#### REQUIREMENT:
Please print the full listing below exactly, but not the pictures in it.

#### MATERIAL PROVIDED:

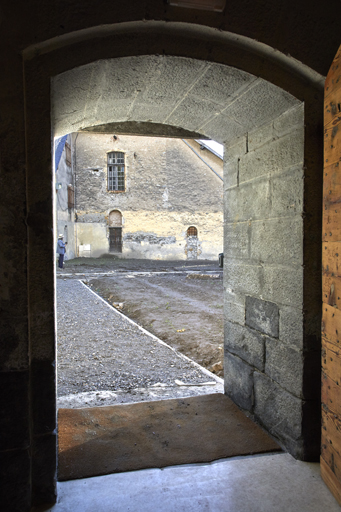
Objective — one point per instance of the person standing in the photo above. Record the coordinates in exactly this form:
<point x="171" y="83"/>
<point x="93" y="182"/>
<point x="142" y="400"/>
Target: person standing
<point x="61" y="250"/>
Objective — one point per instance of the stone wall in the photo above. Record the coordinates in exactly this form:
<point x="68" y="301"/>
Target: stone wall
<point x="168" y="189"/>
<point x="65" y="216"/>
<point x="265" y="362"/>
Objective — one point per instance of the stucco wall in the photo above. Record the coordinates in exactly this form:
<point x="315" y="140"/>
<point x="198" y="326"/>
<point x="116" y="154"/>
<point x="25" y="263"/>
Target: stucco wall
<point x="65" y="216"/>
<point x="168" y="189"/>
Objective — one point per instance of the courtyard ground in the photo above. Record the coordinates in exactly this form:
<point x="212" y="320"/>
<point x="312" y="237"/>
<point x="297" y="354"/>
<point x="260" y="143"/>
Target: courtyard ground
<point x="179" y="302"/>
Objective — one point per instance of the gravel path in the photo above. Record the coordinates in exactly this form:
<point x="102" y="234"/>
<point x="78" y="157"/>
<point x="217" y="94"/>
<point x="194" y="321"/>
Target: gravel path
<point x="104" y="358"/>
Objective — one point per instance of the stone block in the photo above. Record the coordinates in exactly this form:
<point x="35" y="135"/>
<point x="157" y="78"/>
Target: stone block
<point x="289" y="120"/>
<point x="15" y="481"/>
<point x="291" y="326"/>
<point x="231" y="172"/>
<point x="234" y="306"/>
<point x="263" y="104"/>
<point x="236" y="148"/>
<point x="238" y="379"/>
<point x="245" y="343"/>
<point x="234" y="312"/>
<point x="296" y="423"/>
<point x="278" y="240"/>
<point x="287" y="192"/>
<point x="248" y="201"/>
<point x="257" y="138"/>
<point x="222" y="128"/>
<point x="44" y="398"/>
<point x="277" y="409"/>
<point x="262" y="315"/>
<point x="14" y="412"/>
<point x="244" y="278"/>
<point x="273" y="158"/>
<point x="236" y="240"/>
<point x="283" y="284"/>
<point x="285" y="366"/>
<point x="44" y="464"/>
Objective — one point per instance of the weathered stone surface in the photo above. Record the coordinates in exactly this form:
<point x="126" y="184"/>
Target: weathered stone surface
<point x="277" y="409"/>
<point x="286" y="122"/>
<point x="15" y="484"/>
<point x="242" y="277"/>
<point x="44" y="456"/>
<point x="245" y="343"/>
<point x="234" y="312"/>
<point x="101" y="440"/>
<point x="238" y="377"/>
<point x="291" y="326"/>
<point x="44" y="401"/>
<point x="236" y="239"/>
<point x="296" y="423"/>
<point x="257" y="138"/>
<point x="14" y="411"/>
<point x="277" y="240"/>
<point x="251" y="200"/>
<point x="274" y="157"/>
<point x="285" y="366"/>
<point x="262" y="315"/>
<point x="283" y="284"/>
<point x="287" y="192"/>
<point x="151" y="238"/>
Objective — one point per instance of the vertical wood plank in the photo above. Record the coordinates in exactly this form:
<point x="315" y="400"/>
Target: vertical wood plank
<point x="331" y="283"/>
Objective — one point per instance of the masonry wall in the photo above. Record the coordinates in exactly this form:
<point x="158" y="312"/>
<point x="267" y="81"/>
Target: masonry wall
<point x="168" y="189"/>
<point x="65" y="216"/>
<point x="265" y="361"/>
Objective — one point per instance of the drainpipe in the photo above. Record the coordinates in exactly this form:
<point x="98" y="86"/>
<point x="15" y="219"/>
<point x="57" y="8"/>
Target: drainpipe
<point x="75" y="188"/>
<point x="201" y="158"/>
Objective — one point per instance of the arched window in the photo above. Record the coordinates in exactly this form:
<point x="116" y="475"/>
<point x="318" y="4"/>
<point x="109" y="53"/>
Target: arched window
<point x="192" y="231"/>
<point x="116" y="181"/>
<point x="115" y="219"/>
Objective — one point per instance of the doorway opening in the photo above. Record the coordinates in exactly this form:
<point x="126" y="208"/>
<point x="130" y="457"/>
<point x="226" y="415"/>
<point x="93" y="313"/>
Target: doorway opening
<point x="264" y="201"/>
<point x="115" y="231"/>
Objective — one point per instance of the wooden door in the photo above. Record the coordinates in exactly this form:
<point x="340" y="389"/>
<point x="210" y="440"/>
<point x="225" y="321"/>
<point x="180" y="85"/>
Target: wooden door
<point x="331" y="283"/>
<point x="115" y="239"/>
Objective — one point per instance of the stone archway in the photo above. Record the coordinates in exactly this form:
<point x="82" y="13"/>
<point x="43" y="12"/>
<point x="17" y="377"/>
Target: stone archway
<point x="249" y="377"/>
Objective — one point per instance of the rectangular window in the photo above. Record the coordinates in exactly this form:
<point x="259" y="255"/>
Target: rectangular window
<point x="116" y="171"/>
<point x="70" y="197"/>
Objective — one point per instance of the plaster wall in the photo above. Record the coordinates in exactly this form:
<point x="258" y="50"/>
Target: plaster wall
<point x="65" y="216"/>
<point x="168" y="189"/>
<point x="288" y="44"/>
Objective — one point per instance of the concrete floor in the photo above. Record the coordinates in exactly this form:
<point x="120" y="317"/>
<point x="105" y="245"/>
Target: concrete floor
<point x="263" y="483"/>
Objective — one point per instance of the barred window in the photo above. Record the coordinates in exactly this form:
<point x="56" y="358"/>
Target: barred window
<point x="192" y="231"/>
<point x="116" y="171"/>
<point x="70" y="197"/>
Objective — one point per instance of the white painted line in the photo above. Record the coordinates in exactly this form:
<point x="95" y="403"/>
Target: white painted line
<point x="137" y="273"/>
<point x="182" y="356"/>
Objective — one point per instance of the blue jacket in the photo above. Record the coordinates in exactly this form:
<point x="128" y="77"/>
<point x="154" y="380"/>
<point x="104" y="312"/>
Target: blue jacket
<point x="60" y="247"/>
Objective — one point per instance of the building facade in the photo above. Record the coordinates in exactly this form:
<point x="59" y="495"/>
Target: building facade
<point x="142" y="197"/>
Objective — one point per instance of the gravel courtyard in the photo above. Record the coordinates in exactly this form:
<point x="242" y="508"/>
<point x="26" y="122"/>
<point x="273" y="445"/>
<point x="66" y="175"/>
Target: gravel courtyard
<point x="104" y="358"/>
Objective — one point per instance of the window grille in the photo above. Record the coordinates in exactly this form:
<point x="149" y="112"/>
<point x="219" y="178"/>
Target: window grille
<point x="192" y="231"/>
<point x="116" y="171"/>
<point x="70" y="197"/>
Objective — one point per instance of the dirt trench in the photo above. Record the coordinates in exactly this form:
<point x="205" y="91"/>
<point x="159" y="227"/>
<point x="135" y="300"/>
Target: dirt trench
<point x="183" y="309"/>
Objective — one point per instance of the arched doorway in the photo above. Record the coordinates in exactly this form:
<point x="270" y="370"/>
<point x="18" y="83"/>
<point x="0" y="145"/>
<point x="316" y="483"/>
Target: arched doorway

#### SOLUTION TO THIS TASK:
Objective — one point per instance of the person standing in the photo above. Record the coordinates in exactly this form:
<point x="171" y="83"/>
<point x="93" y="182"/>
<point x="142" y="400"/>
Target: person standing
<point x="61" y="250"/>
Objective — one point per instance of the stone wall in the photo above. Record the coordinates in exactly this form:
<point x="68" y="301"/>
Target: stone wall
<point x="168" y="189"/>
<point x="65" y="216"/>
<point x="265" y="362"/>
Objective — one point per instance of the stucco wall in the photo above. Record the coordinates in exactly this form:
<point x="315" y="140"/>
<point x="198" y="326"/>
<point x="116" y="154"/>
<point x="25" y="263"/>
Target: stucco wall
<point x="65" y="216"/>
<point x="168" y="189"/>
Objective — one point per instance of the courtyard ground in the photo above. Record the coordinates in exactly this form:
<point x="212" y="320"/>
<point x="312" y="237"/>
<point x="297" y="354"/>
<point x="260" y="143"/>
Target: courtyard ground
<point x="179" y="302"/>
Objective — one point per instance of the gravel path in the photo above. Record the coordinates in exactly this form:
<point x="102" y="234"/>
<point x="78" y="157"/>
<point x="217" y="94"/>
<point x="194" y="321"/>
Target: gravel path
<point x="104" y="358"/>
Objective — one point per instance of the stone block in the photo above. Record the coordinates in exactly this form:
<point x="35" y="135"/>
<point x="157" y="78"/>
Target: stone block
<point x="289" y="120"/>
<point x="15" y="481"/>
<point x="291" y="326"/>
<point x="231" y="172"/>
<point x="234" y="306"/>
<point x="263" y="104"/>
<point x="236" y="148"/>
<point x="238" y="379"/>
<point x="245" y="343"/>
<point x="234" y="312"/>
<point x="296" y="423"/>
<point x="278" y="240"/>
<point x="287" y="192"/>
<point x="248" y="201"/>
<point x="257" y="138"/>
<point x="222" y="128"/>
<point x="44" y="398"/>
<point x="277" y="409"/>
<point x="262" y="315"/>
<point x="14" y="412"/>
<point x="244" y="278"/>
<point x="273" y="158"/>
<point x="236" y="240"/>
<point x="283" y="284"/>
<point x="285" y="366"/>
<point x="44" y="464"/>
Objective — one point per instance of the weathered stone surface in the photo above. Record the coordinates in exactly this form:
<point x="126" y="184"/>
Target: weathered stone surface
<point x="277" y="409"/>
<point x="286" y="122"/>
<point x="15" y="484"/>
<point x="242" y="277"/>
<point x="44" y="456"/>
<point x="245" y="343"/>
<point x="234" y="312"/>
<point x="101" y="440"/>
<point x="238" y="377"/>
<point x="291" y="326"/>
<point x="44" y="401"/>
<point x="236" y="239"/>
<point x="296" y="423"/>
<point x="257" y="138"/>
<point x="14" y="411"/>
<point x="277" y="240"/>
<point x="251" y="200"/>
<point x="274" y="157"/>
<point x="285" y="366"/>
<point x="262" y="315"/>
<point x="283" y="284"/>
<point x="287" y="192"/>
<point x="151" y="238"/>
Objective — one point per instance of the vertical wood plank in the photo above. Record the coordinates in exactly this form:
<point x="315" y="400"/>
Target: vertical wood plank
<point x="331" y="283"/>
Objective — one point per instance of the masonry wall in the photo above. Record the coordinates in exactly this form:
<point x="158" y="312"/>
<point x="267" y="81"/>
Target: masonry wall
<point x="168" y="189"/>
<point x="65" y="216"/>
<point x="265" y="361"/>
Objective — one point per instance of the drainpipe in the photo above. Record the coordinates in exactly this form:
<point x="98" y="86"/>
<point x="15" y="219"/>
<point x="57" y="8"/>
Target: drainpipe
<point x="75" y="188"/>
<point x="201" y="158"/>
Objective — one point per instance of the arched window in the photo above. Record the coordinates in exactly this form:
<point x="116" y="475"/>
<point x="318" y="4"/>
<point x="109" y="53"/>
Target: arched window
<point x="192" y="231"/>
<point x="116" y="181"/>
<point x="115" y="219"/>
Objective — one point per instance of the doorway opening in the photo above. Record the coordinates in exactly this form:
<point x="126" y="208"/>
<point x="130" y="457"/>
<point x="226" y="415"/>
<point x="93" y="313"/>
Target: doorway opening
<point x="264" y="201"/>
<point x="115" y="231"/>
Objective — one point per instance of the wooden door in the photo above. Record the coordinates in exactly this form:
<point x="340" y="389"/>
<point x="210" y="440"/>
<point x="225" y="321"/>
<point x="180" y="85"/>
Target: wooden door
<point x="331" y="283"/>
<point x="115" y="239"/>
Objective — one point per instance of the stone archway in the photo above. Record the coordinates in exactly this form:
<point x="82" y="13"/>
<point x="43" y="12"/>
<point x="17" y="377"/>
Target: stone archway
<point x="249" y="377"/>
Objective — one point per instance of the rectangular window in the photo above. Record the coordinates in exactly this form:
<point x="259" y="255"/>
Target: rectangular window
<point x="116" y="171"/>
<point x="70" y="197"/>
Objective — one point per instance of the plaster wall in the photo above. Record the coordinates in exactly this form:
<point x="258" y="50"/>
Target: plaster wall
<point x="65" y="216"/>
<point x="168" y="189"/>
<point x="288" y="44"/>
Objective — one point per instance of the concrete floor in the photo above. Record the coordinates in exactly this form:
<point x="120" y="317"/>
<point x="105" y="245"/>
Target: concrete floor
<point x="263" y="483"/>
Objective — one point per instance of the barred window in the photo above. Record the coordinates in exactly this form:
<point x="56" y="358"/>
Target: barred window
<point x="192" y="231"/>
<point x="116" y="171"/>
<point x="70" y="197"/>
Objective — one point per instance of the white painted line in the photo above. Record the coordinates in exactly this form:
<point x="95" y="403"/>
Target: white painted line
<point x="137" y="273"/>
<point x="182" y="356"/>
Objective — one point per instance of the blue jacket in the photo above. Record the coordinates in exactly this form:
<point x="128" y="77"/>
<point x="154" y="380"/>
<point x="104" y="312"/>
Target: blue jacket
<point x="60" y="247"/>
Objective — one point per instance of the building facade in the photo above. Record the coordinates in exactly this form:
<point x="59" y="495"/>
Target: building facade
<point x="142" y="197"/>
Objective — one point per instance of the gravel courtyard in the photo above. Record the coordinates in exactly this form:
<point x="242" y="508"/>
<point x="26" y="122"/>
<point x="273" y="445"/>
<point x="66" y="175"/>
Target: gravel courtyard
<point x="104" y="358"/>
Objective — one point per instance of the window grille in the photo above. Record the coordinates in exactly this form:
<point x="149" y="112"/>
<point x="219" y="178"/>
Target: window grille
<point x="192" y="231"/>
<point x="116" y="171"/>
<point x="70" y="197"/>
Objective — one point per instance of the dirt trench in the photo above. Record the coordinates in exactly this form:
<point x="205" y="91"/>
<point x="159" y="227"/>
<point x="135" y="300"/>
Target: dirt trench
<point x="183" y="309"/>
Objective — one point per instance of the arched doorway in the photo above. Record the coordinates in exactly this form:
<point x="270" y="370"/>
<point x="18" y="83"/>
<point x="0" y="145"/>
<point x="316" y="483"/>
Target: arched doorway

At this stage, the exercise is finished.